* _Goal_: In the forum thread below about activities to train a dog in, write out word for word the part that begins with the words containing "## nolefan (Nov" and ends with "(Apr 25, 2017)".

* _Document extract_:

# Looking to get into something



## nolefan (Nov 6, 2009)

FIELD TRAINING!!!!!!!!! If you enjoy being outdoors at all, this is more fun than anything else and you will FLIP when you see how much your dog loves it. Hunting Retriever Clubs and AKC Retriever clubs can be found with a google search and you could also see what your local Golden Retriever Club offers, they could be a good place to find a mentor. 

https://www.huntingretrieverclub.org/

https://www.akc.org/sports/retrievers/hunting-tests/


----------



## cwag (Apr 25, 2017)

We had a blast doing some beginning agility. Just make sure they keep the jumps very low until he's around 18 months.


----------



## JulesAK (Jun 6, 2010)

We are going to start scent work or nose work with Maggie. She follows her nose everywhere. I think she will really like it. When she was younger I used to hide treats around the room and she was amazing to watch!
Jules


----------



## Megora (Jun 7, 2010)

What are you working on in obedience?

Have you started working formal retrieves, go-out's, directed jumping (foundation), retrieve over high jump (foundation), broad jump (foundation), gloves (pivots, directed retrieve), and articles? With heeling have you been working on focus/motivation (building up the working drive)? And position changes - have you gotten a good start on getting position changes from a distance????

^^^ If the answer is "no", then I would be looking around for somebody to get you going... 

If the answer is "yes" - then the next thing I would look into going further into is tracking. <= Me personally, I dropped out of tracking classes when I realized that most of the trials are done on Sunday mornings which I can't do. But tracking if you have a dog who is able to search/use his nose independent of direction/guidance/encouragement of the owner - it's fun to do. 

Obedience - if it's just practicing sits, downs, walking on a loose lead, sit and down with food bribes..... it is VERY VERY VERY boring. Unfortunately some places, this is their primary focus...


----------



## roxygold (Apr 6, 2014)

We compete in lots of canine sports -- agility, nosework, dock diving, and rally. And we are training for tracking and obedience. I think the funnest of the sports (and the least amount of required training) is dock diving. If you are willing to put the time into training, agility is lots of fun. Nosework is fun too. 

Whichever activity you pick, find a good trainer.


----------



## krist124 (Apr 19, 2019)

Thank you all so much for the help. I very quickly realized that there is a lot left to go in general obedience. I think I may just have high expectations for what my pup can/wants to do than what he is enrolled in. Right now, he is just being trained in being a good house dog rather than more. I may need to look into switching trainers.


----------



## TheZ's (Jun 13, 2011)

Tricks training is something my dogs seem to love and you can use it to develop skills that carry over into obedience, rally and agility.


----------



## pawsnpaca (Nov 11, 2014)

krist124 said:


> Thank you all so much for the help. I very quickly realized that there is a lot left to go in general obedience. I think I may just have high expectations for what my pup can/wants to do than what he is enrolled in. Right now, he is just being trained in being a good house dog rather than more. I may need to look into switching trainers.


If you're in MA you should have lots of good options for trainers and training facilities. What area of MA are you in? We might be able to make some recommendations...

You've gotten a bunch of good suggestions here. I personally love agility and rally with my dogs once they have their basic manners down, but any of the suggestions you've been given are good ones to investigate. I'd go with whatever interests you... OR what seems to interest your dog! Hopefully we can find you a facility or trainer that offers classes for several of these options and you can try them out until you find one both you and your dog love!


----------



## Megora (Jun 7, 2010)

krist124 said:


> Thank you all so much for the help. I very quickly realized that there is a lot left to go in general obedience. I think I may just have high expectations for what my pup can/wants to do than what he is enrolled in. Right now, he is just being trained in being a good house dog rather than more. I may need to look into switching trainers.


My pup is 10 months old and is already working on all of the things I listed off. All those things which are actually fun and exciting to teach and see them happen. 

Some of the basic obedience classes are boring as heck if you have to keep repeating them. I know of people who limit themselves at Puppy class, boot camp, and CGC classes. Once they get to CGC - they just repeat that class until the dog passes the test and that is the extent of obedience they do before they switch gears to agility. 

Which is fine, but the majority of what they are training is already boring... made worse by how the classes are run. And people who never glimpse what is beyond those classes come away with a negative impression of obedience and the people in the sport.


----------

* _Listed entries_:
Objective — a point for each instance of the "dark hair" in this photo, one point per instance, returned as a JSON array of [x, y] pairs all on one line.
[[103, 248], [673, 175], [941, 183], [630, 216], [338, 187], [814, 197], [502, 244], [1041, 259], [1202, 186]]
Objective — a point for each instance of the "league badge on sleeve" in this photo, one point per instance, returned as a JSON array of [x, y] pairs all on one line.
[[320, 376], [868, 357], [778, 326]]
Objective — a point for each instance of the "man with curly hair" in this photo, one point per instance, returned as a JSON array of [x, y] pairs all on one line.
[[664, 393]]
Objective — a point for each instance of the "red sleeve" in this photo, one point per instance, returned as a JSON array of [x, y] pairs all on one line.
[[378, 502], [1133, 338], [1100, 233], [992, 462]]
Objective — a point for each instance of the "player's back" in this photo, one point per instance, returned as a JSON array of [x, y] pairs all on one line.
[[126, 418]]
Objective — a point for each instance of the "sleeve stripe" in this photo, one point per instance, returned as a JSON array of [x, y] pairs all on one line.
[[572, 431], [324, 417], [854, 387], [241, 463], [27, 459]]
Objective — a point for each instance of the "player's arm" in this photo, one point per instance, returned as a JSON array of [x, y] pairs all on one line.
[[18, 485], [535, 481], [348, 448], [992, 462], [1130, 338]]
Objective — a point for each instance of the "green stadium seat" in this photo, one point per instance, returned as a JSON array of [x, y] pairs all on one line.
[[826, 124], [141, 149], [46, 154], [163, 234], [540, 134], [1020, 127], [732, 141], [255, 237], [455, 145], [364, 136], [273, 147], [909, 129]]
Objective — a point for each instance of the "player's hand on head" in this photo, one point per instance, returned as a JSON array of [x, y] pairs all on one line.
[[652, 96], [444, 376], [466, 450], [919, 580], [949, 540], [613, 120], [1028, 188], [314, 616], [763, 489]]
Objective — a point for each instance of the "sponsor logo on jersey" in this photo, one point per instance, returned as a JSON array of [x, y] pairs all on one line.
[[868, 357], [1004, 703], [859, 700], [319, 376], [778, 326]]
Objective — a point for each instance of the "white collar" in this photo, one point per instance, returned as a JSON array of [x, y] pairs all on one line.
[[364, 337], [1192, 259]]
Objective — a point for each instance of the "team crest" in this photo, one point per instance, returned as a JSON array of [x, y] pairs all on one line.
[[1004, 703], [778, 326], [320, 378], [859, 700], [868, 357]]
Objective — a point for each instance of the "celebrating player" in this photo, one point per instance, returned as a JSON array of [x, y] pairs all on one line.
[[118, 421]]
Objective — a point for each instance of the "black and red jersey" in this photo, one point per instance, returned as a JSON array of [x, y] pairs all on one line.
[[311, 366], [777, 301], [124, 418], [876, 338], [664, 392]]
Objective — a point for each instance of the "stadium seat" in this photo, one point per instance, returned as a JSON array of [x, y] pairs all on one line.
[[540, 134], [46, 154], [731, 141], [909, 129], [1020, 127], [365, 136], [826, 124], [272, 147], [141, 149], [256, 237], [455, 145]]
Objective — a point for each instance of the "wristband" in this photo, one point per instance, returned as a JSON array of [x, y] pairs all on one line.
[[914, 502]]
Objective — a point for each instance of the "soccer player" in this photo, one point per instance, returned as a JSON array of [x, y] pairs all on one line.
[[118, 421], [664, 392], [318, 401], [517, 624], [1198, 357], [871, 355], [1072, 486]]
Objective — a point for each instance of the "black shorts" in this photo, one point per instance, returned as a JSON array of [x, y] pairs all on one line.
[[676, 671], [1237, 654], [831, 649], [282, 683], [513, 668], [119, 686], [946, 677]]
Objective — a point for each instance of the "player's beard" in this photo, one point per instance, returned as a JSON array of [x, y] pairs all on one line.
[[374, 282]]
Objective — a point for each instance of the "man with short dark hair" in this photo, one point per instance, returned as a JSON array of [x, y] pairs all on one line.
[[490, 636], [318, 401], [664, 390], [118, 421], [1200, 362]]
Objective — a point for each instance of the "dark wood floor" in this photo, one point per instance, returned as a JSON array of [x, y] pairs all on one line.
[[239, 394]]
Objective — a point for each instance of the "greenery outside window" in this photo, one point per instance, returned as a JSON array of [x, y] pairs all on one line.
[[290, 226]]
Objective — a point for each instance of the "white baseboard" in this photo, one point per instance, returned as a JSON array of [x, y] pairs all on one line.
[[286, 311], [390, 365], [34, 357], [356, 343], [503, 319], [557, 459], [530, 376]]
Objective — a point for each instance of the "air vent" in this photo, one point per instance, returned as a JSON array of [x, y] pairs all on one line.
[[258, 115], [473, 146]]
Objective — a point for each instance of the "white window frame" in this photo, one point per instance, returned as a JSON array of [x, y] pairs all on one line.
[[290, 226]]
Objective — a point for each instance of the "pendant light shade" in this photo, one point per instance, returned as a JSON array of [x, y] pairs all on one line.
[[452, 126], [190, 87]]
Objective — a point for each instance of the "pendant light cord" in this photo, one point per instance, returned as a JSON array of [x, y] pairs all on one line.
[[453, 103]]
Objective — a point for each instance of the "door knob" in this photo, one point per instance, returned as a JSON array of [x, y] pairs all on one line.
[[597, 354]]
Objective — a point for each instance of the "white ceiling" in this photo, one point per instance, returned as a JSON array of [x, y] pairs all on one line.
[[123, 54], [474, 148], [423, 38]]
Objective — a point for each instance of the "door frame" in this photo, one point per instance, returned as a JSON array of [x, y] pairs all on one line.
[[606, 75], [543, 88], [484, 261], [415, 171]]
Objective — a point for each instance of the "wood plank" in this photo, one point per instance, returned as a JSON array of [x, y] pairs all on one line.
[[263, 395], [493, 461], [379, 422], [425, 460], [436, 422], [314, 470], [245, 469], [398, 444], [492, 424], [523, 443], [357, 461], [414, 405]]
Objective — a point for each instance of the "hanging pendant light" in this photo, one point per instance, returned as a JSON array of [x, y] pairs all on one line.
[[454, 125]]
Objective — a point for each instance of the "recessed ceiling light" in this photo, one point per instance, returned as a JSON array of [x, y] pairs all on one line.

* _Result of the exercise_:
## nolefan (Nov 6, 2009)

FIELD TRAINING!!!!!!!!! If you enjoy being outdoors at all, this is more fun than anything else and you will FLIP when you see how much your dog loves it. Hunting Retriever Clubs and AKC Retriever clubs can be found with a google search and you could also see what your local Golden Retriever Club offers, they could be a good place to find a mentor. 

https://www.huntingretrieverclub.org/

https://www.akc.org/sports/retrievers/hunting-tests/


----------



## cwag (Apr 25, 2017)